> **AVAILABLE DATA**
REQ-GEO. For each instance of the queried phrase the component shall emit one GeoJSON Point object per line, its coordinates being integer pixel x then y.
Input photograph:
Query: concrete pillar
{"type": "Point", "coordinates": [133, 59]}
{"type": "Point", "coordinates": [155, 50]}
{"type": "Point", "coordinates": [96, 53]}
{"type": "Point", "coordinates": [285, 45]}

> **GOAL OF THE EXERCISE**
Reproduce all of the records exactly.

> **EXPECTED ANSWER**
REQ-GEO. For each instance of the queried phrase the component shall emit one GeoJSON Point object per line, its coordinates being integer pixel x then y.
Input photograph:
Query: concrete pillar
{"type": "Point", "coordinates": [133, 59]}
{"type": "Point", "coordinates": [155, 50]}
{"type": "Point", "coordinates": [96, 53]}
{"type": "Point", "coordinates": [285, 45]}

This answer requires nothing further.